> _INSTRUCTIONS FOR THE TASK_:
An exact copy of every record below is required, with the pictures left out.

Referring expression data:
--------------------------------------------------

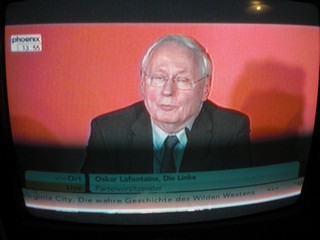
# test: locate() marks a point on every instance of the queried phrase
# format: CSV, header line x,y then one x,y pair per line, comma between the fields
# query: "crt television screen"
x,y
91,104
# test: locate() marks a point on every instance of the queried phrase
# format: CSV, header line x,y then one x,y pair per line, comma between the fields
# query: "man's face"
x,y
172,109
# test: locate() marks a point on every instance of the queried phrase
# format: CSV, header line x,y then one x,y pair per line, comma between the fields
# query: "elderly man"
x,y
176,128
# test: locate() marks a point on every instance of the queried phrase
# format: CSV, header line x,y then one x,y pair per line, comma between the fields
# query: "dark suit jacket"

--------------------------------------------------

> _EXERCISE SOLUTION_:
# test: locate() marks a point on every instance of the queried phrase
# format: CSV, header line x,y then one x,y pair per line, comma between the fields
# query: "crt television screen"
x,y
91,104
# test: locate() marks a point on every instance of the queried phrase
# format: CSV, header line x,y then one x,y pair per line, comma between the fields
# query: "man's face"
x,y
172,109
# test: locate() marks a point on every instance of the queried phrase
# format: CSV, header line x,y then one x,y pair per line, comma between the fields
# query: "elderly man"
x,y
176,128
# test: locate() marks a point on every instance of the queried phrase
# format: CSV, header line x,y then one x,y pair per line, comma between the fields
# query: "dark suit jacket"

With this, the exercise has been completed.